April 29, 2016
Permasalahan tanah atau biasa disebut agraria memang menjadi sesuatu yang tidak mungkin dilepaskan dari sejarah manusia. Selama tanah masih menjadi sumber penghidupan umat manusia, selama itu pula permasalahan tanah terus berlangsung. Pepatah Jawa pun pernah berkata “Sedumuk bathuk senyari bumi ditohi lubering pati”[1]. Di mana pepatah tersebut menyimbolkan bahwa tanah adalah sumber penghidupan dan akan diperjuangkan walaupun harus mati sekalipun. Lalu bagaimana jika di dalam kehidupan ada yang memonopoli tanah? Sudah bisa dipastikan yang memiliki tanah lah yang memperoleh hasil banyak dari pengelolaan tanah tersebut. Terlepas dari itu semua, konsep mengenai masalah tanah dengan manusia memang tidak bisa dipisahkan satu sama lain. Manusia dengan tanah merupakan dua unsur yang tak terpisahkan, keterkaitan antara manusia dengan tanah berada dalam dinamika dan perubahannya sendiri.
Sebagai negara agraris, Indonesia selama beberapa dekade menjadikan sektor pertanian sebagai penopang kebutuhan ekonomi nasional. Hal tersebut didasarkan pada kenyataan negara Indonesia memiliki tanah yang subur dibanding negara lain. Ini juga yang menarik kedatangan imperial Eropa untuk menguasai Nusantara saat itu. Sudah disepakati bersama pada masa kerajaan konsep tanah dimiliki oleh seorang raja. Hal ini dilegitimasi dengan pandangan bahwa raja adalah representasi Tuhan di bumi. Raja juga berhak mengatur dan mengelola wilayah yang menjadi kekuasaannya. Namun dalam konsep ini monopoli terhadap tanah sudah dilakukan dengan cara penarikan upeti kepada rakyat. Dalam kata lain adalah rakyat hanya menempati atau menyewa tanah milik raja, sedangkan bentuk pembayarannya yaitu melalui upeti.
Lantas ketika orang-orang kolonial masuk bagaimana dengan kondisi agraria di Indonesia?

■ **PETUNJUK TUGAS**:
Menurut teks tentang permasalahan tanah, dengan cara apa rakyat membayar tanah milik raja yang mereka tempati atau sewa pada masa kerajaan?

■ **BARIS YANG DISEDIAKAN**:
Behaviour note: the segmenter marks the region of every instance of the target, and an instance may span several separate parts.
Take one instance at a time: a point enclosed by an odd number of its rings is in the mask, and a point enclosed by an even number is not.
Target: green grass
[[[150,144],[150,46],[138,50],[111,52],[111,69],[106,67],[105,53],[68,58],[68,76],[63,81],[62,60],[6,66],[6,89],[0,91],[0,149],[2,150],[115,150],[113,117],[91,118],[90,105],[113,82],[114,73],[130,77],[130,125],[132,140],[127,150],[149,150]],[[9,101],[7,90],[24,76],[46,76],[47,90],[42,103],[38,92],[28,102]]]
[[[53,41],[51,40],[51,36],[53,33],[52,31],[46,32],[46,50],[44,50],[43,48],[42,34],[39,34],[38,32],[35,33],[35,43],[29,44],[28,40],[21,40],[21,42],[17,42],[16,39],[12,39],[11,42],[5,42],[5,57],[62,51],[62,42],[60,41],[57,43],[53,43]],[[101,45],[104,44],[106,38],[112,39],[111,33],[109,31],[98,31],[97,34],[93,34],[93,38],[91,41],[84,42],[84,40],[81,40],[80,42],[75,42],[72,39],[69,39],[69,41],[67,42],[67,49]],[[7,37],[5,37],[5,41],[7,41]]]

■ **JAWABAN AKHIR**:
Rakyat membayarnya melalui upeti.